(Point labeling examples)
(begin)

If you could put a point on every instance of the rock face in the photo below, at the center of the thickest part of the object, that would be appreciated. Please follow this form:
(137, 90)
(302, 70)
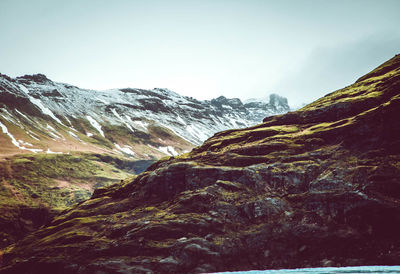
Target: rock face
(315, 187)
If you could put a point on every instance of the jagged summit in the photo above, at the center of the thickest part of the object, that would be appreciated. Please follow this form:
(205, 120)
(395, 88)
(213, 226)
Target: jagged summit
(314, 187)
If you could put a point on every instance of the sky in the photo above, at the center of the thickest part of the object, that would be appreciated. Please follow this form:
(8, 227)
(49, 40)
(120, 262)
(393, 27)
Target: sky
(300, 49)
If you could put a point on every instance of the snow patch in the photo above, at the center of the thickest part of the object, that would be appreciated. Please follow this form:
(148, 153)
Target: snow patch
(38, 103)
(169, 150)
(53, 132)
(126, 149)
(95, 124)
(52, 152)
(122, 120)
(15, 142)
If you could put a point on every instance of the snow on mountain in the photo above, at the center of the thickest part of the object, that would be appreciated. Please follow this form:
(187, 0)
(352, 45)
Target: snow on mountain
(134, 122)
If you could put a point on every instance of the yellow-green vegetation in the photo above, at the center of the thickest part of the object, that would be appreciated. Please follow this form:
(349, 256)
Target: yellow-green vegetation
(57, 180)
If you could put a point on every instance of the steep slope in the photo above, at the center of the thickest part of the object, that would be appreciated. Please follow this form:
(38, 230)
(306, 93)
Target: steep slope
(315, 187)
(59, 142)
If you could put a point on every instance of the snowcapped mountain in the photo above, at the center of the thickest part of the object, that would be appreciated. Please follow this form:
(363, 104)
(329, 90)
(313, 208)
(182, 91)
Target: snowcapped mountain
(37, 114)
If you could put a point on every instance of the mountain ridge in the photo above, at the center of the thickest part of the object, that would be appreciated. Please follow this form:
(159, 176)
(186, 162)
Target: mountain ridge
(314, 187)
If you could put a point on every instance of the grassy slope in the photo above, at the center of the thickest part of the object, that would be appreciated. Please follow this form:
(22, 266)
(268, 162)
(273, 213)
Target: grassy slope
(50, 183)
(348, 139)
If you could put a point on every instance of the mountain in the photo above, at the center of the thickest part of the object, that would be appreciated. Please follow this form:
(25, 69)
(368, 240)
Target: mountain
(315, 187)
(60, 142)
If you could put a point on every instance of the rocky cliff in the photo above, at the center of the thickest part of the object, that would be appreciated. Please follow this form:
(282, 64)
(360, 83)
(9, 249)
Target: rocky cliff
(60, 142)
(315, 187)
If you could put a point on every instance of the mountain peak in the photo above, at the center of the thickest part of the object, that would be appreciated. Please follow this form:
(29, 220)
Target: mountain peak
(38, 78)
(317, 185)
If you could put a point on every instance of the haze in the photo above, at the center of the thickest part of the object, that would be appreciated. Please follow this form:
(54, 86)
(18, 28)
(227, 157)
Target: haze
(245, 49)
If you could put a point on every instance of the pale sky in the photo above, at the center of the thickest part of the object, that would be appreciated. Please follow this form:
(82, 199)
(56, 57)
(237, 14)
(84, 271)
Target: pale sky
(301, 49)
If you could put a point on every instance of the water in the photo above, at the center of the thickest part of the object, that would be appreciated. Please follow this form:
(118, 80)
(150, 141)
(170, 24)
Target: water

(end)
(begin)

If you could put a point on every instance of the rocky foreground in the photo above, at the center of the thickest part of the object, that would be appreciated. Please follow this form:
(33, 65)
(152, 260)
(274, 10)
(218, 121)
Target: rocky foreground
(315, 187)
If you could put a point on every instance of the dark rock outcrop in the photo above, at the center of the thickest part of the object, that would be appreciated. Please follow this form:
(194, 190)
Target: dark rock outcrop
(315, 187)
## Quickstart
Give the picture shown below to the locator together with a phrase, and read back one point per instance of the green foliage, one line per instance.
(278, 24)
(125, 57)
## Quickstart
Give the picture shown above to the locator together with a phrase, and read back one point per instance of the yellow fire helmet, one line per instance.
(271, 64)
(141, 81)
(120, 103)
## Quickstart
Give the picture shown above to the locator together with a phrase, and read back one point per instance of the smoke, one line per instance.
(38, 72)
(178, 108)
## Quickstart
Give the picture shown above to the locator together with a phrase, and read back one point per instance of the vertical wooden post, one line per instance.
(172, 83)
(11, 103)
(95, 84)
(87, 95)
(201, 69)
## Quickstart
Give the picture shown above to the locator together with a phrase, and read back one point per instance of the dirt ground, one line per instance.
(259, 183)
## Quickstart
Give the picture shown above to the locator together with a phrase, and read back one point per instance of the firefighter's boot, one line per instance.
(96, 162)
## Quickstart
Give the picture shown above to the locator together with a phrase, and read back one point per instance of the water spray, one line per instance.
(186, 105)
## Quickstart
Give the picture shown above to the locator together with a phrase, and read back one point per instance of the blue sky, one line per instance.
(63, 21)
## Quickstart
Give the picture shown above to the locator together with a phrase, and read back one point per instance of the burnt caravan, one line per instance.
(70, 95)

(end)

- [TASK DIRECTIONS]
Pick out every line in the entries above that contains the word "peak", and copy each of those lines.

- [COMPLETED EXERCISE]
If you could put a point on every instance of the mountain peak in the photo above, at the center of the thickest part of the object, that would be appreciated. Please follow this form:
Target: mountain peak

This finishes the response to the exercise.